*DIRECTIVE 1*.
Please answer these questions using the forum thread on redundancy:
(a) Which website is suggested for asking NERA's opinion?
(b) According to Diziet, what is it that becomes redundant?
(c) What kind of professional does MandaC advise making an appointment with?
*DIRECTIVE 2*. Resume the forum thread on redundancy from where it stops, writing the next post.

*DOCUMENT SEGMENT*.
## Start
Maybe ask _NERA _on www.employmentrights.ie for their opinion?


----------



## jhegarty (5 Sep 2008)

Unless they can give a reason why you were selected then it's not fair


----------



## MandaC (5 Sep 2008)

Sorry for your trouble.

You need to make an appointment with a good employment Solicitor as soon as possible.


----------



## Edie75 (5 Sep 2008)

yes


----------



## Edie75 (5 Sep 2008)

yes as far as im aware they cannot replace you or its unfair dismissal, you will need to chek that with an experienced lawyer and also the eat.ie website mite help God luck God luv u what youve thro


----------



## Diziet (6 Sep 2008)

It is the job, not the individual who becomes redundant. Please seek legal advice as soon as possible.


----------



## sarahjaneter (7 Sep 2008)
## End
*DATA BLOCK*.
## Start
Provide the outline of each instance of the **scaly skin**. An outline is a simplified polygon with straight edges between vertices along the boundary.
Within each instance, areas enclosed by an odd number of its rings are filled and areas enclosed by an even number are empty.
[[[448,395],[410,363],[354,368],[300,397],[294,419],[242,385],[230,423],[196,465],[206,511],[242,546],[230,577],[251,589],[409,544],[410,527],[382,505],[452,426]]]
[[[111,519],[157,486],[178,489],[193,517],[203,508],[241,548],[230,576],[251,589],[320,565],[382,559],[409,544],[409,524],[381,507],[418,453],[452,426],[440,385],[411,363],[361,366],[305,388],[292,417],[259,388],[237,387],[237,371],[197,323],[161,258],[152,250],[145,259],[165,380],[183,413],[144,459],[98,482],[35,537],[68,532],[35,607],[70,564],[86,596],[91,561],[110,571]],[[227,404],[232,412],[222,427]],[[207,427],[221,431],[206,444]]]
## End
*TASK ANSWER 1*.
(a) www.employmentrights.ie
(b) The job, not the individual.
(c) A good employment solicitor.

*TASK ANSWER 2*.
Thanks a million. Think I will seek legal advice.  Im so angry about it.  As far as I can see the only reason I lost my job was because I had a baby. Even under gender rights I should have a case I think.  Obviously a man would never be in that position as he would never be pregnant. Wonder what would happen if a male member of the office wasnt able to work due to a car accident or bad back etc. would their job still be there. I think so


----------



## WaterSprite (7 Sep 2008)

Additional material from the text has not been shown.